** Aim of the exercise **
From the top of the records below down to the line containing "point(585, 155)", reproduce every line exactly.
>>>
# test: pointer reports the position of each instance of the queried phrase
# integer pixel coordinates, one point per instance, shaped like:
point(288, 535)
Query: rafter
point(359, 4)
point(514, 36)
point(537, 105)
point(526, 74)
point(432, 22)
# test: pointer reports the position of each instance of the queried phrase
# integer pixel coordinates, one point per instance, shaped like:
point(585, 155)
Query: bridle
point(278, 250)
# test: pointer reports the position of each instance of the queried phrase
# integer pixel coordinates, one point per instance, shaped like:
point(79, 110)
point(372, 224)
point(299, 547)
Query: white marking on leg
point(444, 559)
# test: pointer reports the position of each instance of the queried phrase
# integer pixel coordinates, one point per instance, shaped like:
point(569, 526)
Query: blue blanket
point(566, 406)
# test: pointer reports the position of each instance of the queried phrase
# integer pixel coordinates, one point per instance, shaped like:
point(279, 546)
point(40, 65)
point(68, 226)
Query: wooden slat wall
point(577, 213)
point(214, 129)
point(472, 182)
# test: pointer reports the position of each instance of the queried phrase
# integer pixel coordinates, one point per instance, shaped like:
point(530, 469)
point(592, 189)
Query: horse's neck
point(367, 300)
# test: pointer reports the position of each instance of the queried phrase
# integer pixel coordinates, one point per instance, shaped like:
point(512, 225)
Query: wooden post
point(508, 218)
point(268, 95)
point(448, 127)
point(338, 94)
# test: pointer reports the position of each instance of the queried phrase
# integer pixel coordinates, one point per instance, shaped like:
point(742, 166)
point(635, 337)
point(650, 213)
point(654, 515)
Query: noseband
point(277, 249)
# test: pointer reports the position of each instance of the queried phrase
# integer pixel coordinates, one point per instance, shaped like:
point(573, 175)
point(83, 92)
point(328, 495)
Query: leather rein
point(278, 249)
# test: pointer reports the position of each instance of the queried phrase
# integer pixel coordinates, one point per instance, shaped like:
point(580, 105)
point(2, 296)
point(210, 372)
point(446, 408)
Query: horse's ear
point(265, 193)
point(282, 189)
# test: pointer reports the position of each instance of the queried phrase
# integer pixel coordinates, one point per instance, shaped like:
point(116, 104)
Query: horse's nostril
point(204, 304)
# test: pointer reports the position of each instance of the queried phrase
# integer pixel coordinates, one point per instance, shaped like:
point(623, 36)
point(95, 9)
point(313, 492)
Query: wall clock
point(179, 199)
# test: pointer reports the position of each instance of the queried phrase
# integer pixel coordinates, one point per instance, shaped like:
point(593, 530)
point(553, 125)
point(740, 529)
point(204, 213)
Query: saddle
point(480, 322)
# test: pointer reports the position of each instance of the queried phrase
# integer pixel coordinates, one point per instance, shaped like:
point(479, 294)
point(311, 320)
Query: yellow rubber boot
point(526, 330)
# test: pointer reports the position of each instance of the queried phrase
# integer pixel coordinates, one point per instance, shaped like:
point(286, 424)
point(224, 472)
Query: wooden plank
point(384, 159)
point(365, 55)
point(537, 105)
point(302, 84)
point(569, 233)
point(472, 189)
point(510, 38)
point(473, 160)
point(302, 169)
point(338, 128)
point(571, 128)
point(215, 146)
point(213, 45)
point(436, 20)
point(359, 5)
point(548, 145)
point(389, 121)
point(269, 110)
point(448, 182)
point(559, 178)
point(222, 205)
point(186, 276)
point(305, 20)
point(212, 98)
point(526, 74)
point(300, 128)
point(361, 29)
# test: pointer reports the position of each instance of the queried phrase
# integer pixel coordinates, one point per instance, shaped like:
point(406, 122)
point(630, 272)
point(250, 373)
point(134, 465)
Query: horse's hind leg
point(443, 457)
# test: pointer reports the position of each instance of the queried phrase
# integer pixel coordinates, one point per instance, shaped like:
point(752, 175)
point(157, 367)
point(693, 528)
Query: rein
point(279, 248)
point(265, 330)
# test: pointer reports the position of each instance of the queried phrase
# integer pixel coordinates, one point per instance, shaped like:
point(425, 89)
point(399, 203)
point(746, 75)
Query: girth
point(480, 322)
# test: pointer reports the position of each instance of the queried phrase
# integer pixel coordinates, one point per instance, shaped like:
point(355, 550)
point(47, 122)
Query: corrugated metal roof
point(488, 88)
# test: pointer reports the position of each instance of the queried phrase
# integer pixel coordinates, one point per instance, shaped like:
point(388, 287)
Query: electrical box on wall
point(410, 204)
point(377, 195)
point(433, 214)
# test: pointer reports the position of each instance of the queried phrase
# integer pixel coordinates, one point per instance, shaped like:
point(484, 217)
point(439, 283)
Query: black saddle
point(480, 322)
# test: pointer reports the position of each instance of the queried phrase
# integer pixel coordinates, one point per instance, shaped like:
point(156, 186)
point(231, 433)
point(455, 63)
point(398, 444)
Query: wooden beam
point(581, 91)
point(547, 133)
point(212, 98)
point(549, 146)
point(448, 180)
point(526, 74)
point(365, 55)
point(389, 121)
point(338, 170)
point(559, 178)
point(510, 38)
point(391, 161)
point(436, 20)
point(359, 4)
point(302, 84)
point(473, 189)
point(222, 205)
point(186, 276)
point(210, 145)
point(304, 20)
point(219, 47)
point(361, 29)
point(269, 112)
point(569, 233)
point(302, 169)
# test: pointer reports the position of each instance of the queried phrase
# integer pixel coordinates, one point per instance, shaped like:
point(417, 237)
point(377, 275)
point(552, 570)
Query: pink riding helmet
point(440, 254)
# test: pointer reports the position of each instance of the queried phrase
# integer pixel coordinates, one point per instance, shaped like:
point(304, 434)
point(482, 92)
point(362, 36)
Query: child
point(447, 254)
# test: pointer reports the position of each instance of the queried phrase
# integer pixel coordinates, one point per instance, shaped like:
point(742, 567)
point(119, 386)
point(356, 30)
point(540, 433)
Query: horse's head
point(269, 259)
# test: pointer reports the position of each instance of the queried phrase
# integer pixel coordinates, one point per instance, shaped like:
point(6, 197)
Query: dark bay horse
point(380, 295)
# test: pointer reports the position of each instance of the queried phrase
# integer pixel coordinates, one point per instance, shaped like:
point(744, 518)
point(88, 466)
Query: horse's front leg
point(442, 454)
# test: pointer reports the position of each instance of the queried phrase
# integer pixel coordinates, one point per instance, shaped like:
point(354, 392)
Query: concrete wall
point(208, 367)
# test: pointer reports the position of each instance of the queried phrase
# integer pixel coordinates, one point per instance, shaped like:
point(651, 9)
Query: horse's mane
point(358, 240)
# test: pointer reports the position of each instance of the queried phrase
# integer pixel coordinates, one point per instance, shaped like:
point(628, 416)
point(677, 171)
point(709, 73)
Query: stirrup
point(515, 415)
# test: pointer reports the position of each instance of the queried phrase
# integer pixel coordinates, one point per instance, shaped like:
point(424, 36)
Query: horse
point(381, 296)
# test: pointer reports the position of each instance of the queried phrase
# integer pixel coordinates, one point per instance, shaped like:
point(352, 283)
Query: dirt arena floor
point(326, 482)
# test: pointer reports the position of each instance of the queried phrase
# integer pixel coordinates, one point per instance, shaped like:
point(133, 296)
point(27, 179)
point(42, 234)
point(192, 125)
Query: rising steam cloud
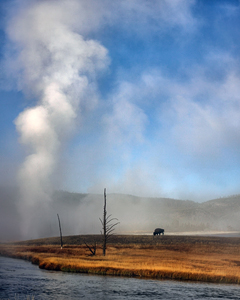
point(57, 66)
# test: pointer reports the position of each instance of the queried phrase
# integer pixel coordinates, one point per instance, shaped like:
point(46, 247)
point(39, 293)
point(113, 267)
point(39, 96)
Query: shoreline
point(197, 259)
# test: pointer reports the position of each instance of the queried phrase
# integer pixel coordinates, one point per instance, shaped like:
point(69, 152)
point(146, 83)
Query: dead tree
point(60, 231)
point(92, 249)
point(107, 226)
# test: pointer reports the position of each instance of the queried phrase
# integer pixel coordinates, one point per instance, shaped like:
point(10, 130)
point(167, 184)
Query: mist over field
point(140, 97)
point(80, 213)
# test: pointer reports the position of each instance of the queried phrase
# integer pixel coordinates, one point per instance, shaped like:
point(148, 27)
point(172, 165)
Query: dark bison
point(158, 231)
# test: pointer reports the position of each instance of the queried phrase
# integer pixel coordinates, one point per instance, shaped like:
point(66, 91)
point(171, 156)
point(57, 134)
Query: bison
point(158, 231)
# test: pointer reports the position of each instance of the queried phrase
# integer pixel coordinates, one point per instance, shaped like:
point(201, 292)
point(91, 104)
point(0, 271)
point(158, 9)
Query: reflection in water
point(22, 278)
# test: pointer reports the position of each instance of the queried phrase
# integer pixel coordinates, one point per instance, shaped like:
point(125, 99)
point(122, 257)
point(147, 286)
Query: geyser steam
point(57, 66)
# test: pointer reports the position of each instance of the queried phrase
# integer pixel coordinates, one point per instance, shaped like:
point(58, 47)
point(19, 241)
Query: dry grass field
point(209, 259)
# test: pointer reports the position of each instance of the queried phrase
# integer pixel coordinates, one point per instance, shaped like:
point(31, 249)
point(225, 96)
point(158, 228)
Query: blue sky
point(160, 113)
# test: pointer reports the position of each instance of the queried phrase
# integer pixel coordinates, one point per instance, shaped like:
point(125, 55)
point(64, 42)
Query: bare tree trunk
point(104, 223)
point(107, 225)
point(60, 231)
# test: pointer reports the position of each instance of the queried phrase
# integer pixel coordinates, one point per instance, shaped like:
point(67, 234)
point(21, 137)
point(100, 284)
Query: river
point(20, 279)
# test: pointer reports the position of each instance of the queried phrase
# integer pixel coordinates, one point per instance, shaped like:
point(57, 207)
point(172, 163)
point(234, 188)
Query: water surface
point(21, 278)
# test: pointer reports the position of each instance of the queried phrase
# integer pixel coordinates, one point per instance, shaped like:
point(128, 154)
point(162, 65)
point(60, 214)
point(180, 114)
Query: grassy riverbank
point(206, 259)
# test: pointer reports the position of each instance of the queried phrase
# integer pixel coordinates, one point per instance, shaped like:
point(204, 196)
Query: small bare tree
point(60, 231)
point(107, 226)
point(92, 249)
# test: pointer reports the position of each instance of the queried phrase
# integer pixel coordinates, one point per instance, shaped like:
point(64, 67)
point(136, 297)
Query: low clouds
point(141, 97)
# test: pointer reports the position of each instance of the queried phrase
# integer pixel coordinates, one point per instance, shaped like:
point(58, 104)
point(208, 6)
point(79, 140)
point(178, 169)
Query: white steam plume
point(56, 65)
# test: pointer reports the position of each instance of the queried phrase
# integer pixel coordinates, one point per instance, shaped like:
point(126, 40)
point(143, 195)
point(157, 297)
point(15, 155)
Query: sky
point(139, 97)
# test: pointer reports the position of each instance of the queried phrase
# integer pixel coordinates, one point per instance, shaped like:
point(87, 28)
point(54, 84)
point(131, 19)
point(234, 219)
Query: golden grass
point(209, 261)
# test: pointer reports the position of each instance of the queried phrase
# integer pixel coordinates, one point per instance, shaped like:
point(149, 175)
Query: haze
point(140, 97)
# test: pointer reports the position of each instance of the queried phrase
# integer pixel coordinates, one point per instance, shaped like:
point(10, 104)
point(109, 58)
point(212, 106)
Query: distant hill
point(80, 214)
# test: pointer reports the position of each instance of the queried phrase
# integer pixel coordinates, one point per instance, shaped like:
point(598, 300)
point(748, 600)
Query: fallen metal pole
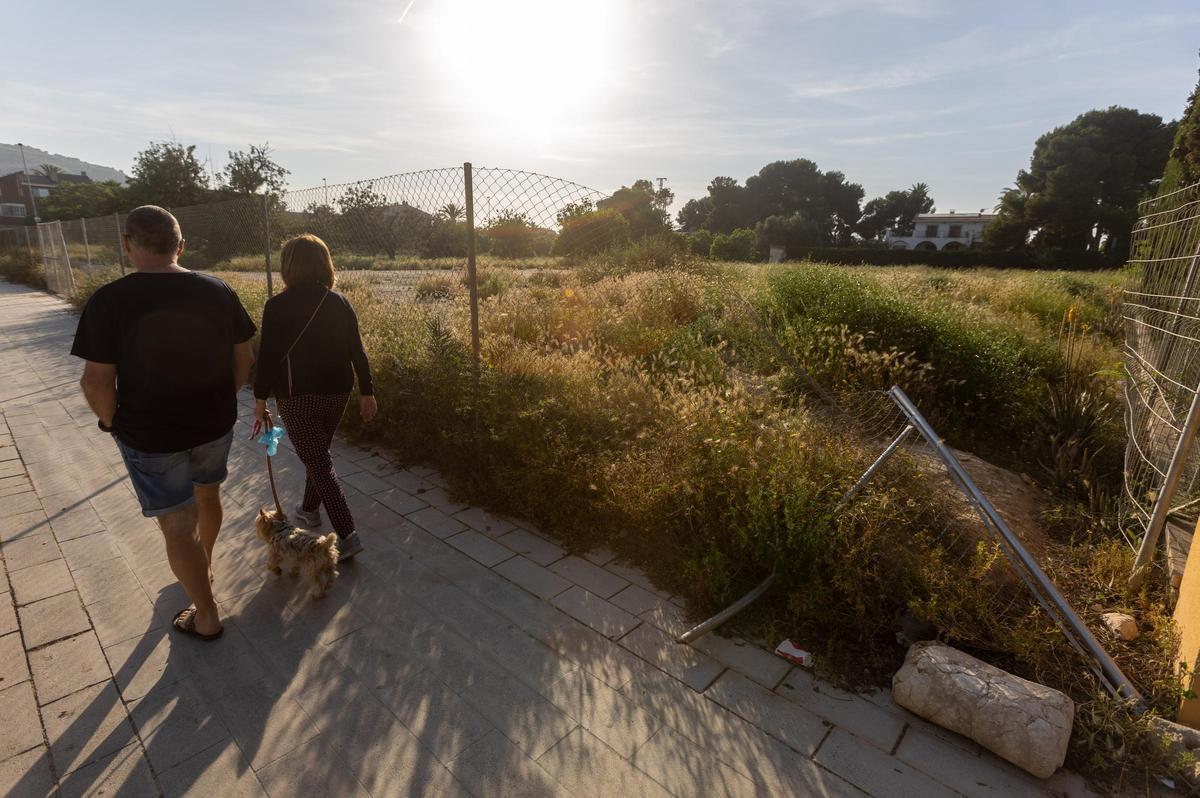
<<<
** Answer to this exercise **
# test: pointer reports the position of each instance of the queried phrase
# integer pixel coordinates, one point per instance, shaped like:
point(288, 535)
Query: rafter
point(359, 4)
point(514, 36)
point(537, 105)
point(526, 74)
point(432, 22)
# test: pointer reports the position of each instance of the queried phrase
# integer pixel coordinates, one point per instance, shaped like:
point(585, 155)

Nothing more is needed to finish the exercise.